* _Brano fornito_:

JACK FRUSCIANTE NON È PIÙ TORNATO NEL GRUPPO


Errori, rifiuti e la stagione straordinaria degli Under 25 Così nacque il mio romanzo. Ecco che cosa rimane Sono trascorsi vent’anni esatti dal giorno in cui Massimo Canalini, editor di Transeuropa, mi convocò ad Ancona per assistere a un piccolo miracolo: presso una tipografia nella zona industriale del capoluogo dorico, stava finalmente andando in stampa la prima edizione del mio romanzo d’esordio, Jack Frusciante è uscito dal gruppo .
Esaltato dalla prospettiva di poterne vedere e toccare le prime copie, dalla natìa Bologna mi precipitai nelle Marche — per quanto la modesta velocità di un treno interregionale consentisse di precipitarsi — e insieme al buon Max raggiunsi il luogo del prodigio: ciò che vidi mi lasciò senza fiato.
All’interno della tipografia, nel cui cortile scorrazzavano due minacciosi rottweiler, il titolare, un uomo coriaceo soprannominato «Bracio de fero», era impegnato a stivare le duecento copie del volume dentro una decina di scatole in cartone. «Lui è l’autore del romanzo» mi presentò Max allo stampatore e aggiunse, con un tono a metà fra l’orgoglioso e il preoccupato: «È un fìolo de diciannove anni». «Bracio de fero» mi squadrò, indicò una scatola ancora vuota per metà e, con aria sacrale, concesse: «Pijane una copia in te le mani».

* _Elenco dei compiti_:
#1 Nel brano sul romanzo d'esordio, perché il narratore si precipita da Bologna nelle Marche? Rispondi in una, due o tre frasi.
#2 Prosegui il brano sul romanzo d'esordio, ripartendo subito dopo l'ultima battuta dello stampatore.

* _Estratto dei dati_:

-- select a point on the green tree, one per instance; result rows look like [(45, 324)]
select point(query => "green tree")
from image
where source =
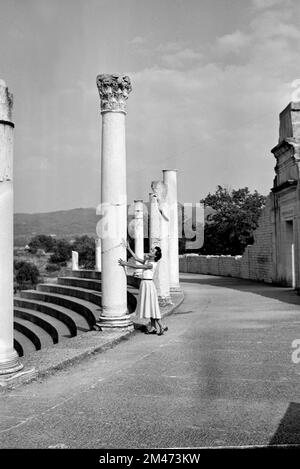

* _Risposte per compito_:
#1 Il narratore si precipita nelle Marche perché è esaltato dalla prospettiva di vedere e toccare le prime copie del suo romanzo d'esordio, Jack Frusciante è uscito dal gruppo. Massimo Canalini, editor di Transeuropa, lo aveva convocato ad Ancona, dove in una tipografia della zona industriale stava andando in stampa la prima edizione.

#2
«Grazie» replicai, la voce sottile per effetto dell’apnea, e mi impadronii del libro ancora caldo di stampa che sormontava la pila: c’era poco da dire, il cognome in copertina era il mio, e anche il titolo era quello giusto. Non resistetti alla tentazione di sfogliarlo, e provai un brivido nel riconoscere un passo del mio testo, e poi un altro e un altro ancora, riprodotti in Simoncini Garamond sul fondo bianco-avorio della pagina.
Dunque era tutto vero! L’attesa, che si protraeva da una intera stagione, era finita: la mia storia era diventata un volume come quelli che si trovavano in libreria, rilegato e profumato di inchiostro.
«Allora?» mi pungolò Max aggiustandosi gli occhiali sul naso. Per qualche motivo, sembrava commosso anche lui. «Cosa te ne pare?».
«Bellissimo» balbettai. «Non ci speravo più, dopo tutti questi mesi».
«Eppure te l’avevo detto, di fidarti di me» disse con un sorriso, immensamente consapevole nei suoi trentasette anni. Poi guardò «Bracio de fero» che arrivava carico di nuove copie, e la sua espressione soddisfatta lasciò spazio a un sospiro. «Adesso tocca venderle tutte» fece il punto, e aggiunse, ubriaco di ragion pratica: «Speriamo che i giornali ci aiutino con qualche recensione».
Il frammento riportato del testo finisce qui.